• [PROVIDED PASSAGE]
--------------------
Houseboat is a 1958 American romantic comedy film directed by Melville Shavelson. Both the love theme "Almost In Your Arms", sung by Sam Cooke and "Bing! Bang! Bong!", sung by Sophia Loren, were written by Jay Livingston and Ray Evans. It was presented in Technicolor and VistaVision.

Starring Cary Grant, Sophia Loren, Martha Hyer, Harry Guardino, the film was written by Shavelson and Jack Rose on the basis of an original script by Grant's wife at the time, Betsy Drake. It was released on November 19, 1958.

Plot
For over three years, Tom Winters, a lawyer working for the US State Department, has been separated from his wife and three children: David, Elizabeth and Robert. The film begins as he returns home to Washington, D.C. from Europe following his wife's death. The children want to stay in the countryside with their mother's wealthy parents and her sister Carolyn, but instead Tom takes them with him to live in Washington. They all visit the Washington Monument. Robert complains about visiting dead people. One evening, they attend the Boston Symphony. Robert disrupts the concert when he plays his harmonica. An Italian girl, Cinzia, laughs. After the concert ends, Robert separates himself from the family and disappears. Cinzia has an argument with her father.  Robert later shows up in a small rowboat with Cinzia, who seeks to experience America up close and personal. They land at a nearby carnival, where they eat pizza, dance, and "win" a harmonica. Robert catches on quickly on how to play a song on his new harmonica. Later, she brings Robert home to a worried Tom. Cinzia's father is upset with her arriving home so late. He demands that she travel with him. Cinzia decides to accept Tom's job offer. The next day, he hires her as maid to care for the children while he is away.

What follows are a series of misadventures as Tom attempts to move Cinzia and the kids away from Washington to a house in the country. Unfortunately, a train destroys the house. They wind up as inhabitants of a leaky, rotting houseboat. However. a complete renovation of the premises proves successful, and their floating new home becomes the backdrop for various episodes where Tom discovers that Cinzia is unable to cook, do laundry, or even make coffee. David tries to run away in a boat in order to be with his aunt Carolyn. Tom rescues him after David almost drowns. Tom wakes up in the morning and discovers that the house is lopsided. He decides to go fishing with David. Tom finally is able to win over his children and Cinzia. Cinzia eventually learns how to cook. Winters' sister-in-law, Carolyn, suspects Cinzia's relationship with Tom is not entirely platonic. She discovers that the houseboat is all fixed up.  So does Tom's military aide, Captain Wilson, who while somewhat drunk, rudely jokes about Cinzia's living arrangement with Winters. In the end, all misunderstandings are explained and Tom Winters finally marries his maid, as the children look on approvingly.
--------------------
• [TASK TO COMPLETE]
From the text on the film Houseboat, extract everything from "Houseboat is a 1958" down to "November 19, 1958." and copy it word for word.
--------------------
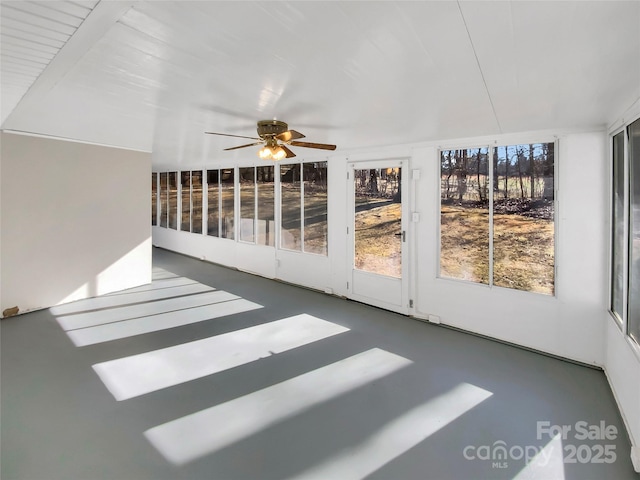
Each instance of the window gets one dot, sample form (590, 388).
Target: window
(303, 192)
(523, 217)
(633, 322)
(173, 200)
(291, 202)
(314, 176)
(154, 198)
(164, 199)
(220, 203)
(196, 201)
(265, 228)
(625, 233)
(213, 203)
(506, 239)
(247, 184)
(185, 186)
(464, 215)
(227, 203)
(191, 201)
(618, 231)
--------------------
• [RESPONSE BELOW]
Houseboat is a 1958 American romantic comedy film directed by Melville Shavelson. Both the love theme "Almost In Your Arms", sung by Sam Cooke and "Bing! Bang! Bong!", sung by Sophia Loren, were written by Jay Livingston and Ray Evans. It was presented in Technicolor and VistaVision.

Starring Cary Grant, Sophia Loren, Martha Hyer, Harry Guardino, the film was written by Shavelson and Jack Rose on the basis of an original script by Grant's wife at the time, Betsy Drake. It was released on November 19, 1958.